# Written request
Tally the lines in the entries below that contain the string "dolphin", and give only the number.

# Given data
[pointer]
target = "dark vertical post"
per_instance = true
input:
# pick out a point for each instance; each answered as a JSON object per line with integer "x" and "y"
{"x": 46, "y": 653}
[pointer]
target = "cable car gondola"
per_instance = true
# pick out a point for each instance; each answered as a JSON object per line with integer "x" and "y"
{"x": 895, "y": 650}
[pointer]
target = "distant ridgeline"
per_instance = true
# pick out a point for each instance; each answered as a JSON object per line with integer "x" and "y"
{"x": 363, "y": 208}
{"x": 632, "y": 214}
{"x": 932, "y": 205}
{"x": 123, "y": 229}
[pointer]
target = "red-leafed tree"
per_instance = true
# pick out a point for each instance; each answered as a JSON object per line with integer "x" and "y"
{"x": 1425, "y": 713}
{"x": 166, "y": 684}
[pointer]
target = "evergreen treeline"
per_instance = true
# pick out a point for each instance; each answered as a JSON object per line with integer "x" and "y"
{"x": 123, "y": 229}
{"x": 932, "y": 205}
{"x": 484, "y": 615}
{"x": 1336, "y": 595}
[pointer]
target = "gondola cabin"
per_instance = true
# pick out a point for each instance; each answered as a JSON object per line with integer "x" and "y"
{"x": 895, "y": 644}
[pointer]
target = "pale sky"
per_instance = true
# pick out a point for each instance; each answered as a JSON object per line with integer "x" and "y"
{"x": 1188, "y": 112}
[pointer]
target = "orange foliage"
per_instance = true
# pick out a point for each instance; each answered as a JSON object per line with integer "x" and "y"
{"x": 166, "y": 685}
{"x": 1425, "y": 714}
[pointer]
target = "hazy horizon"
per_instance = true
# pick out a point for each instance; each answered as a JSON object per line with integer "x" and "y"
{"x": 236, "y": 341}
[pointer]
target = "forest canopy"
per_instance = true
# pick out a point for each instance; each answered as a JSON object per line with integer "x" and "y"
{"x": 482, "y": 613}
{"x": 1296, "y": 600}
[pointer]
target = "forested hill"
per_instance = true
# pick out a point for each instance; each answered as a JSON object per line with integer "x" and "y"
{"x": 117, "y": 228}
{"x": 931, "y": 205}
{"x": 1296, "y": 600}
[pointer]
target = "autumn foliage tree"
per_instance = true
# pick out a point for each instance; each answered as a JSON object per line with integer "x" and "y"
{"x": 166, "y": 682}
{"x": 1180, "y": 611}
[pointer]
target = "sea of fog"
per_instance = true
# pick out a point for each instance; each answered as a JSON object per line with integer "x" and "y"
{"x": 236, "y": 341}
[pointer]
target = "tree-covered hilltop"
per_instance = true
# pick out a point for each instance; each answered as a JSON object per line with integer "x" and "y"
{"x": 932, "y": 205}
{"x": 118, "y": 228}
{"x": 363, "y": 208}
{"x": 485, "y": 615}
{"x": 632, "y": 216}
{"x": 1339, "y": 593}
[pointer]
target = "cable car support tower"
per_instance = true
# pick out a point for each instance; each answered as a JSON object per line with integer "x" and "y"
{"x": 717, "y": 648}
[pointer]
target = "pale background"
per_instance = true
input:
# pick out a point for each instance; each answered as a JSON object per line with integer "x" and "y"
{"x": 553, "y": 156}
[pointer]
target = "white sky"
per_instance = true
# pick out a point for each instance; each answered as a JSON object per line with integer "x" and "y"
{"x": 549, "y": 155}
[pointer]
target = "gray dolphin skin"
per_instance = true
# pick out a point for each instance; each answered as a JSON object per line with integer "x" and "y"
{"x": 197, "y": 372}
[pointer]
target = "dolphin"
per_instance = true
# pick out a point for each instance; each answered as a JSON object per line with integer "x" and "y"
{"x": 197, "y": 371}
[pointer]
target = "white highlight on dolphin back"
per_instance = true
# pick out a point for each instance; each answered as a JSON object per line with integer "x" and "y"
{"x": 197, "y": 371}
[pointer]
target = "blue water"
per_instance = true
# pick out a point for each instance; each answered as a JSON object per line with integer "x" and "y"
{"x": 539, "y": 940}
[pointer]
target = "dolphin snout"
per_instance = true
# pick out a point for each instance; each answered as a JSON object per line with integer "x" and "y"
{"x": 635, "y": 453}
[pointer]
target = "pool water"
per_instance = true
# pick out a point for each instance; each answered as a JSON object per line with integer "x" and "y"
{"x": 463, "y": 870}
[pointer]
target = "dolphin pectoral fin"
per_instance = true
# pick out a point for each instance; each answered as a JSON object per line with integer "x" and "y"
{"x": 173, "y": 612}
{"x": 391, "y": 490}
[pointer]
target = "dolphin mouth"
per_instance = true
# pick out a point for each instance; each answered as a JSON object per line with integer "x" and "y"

# Exercise solution
6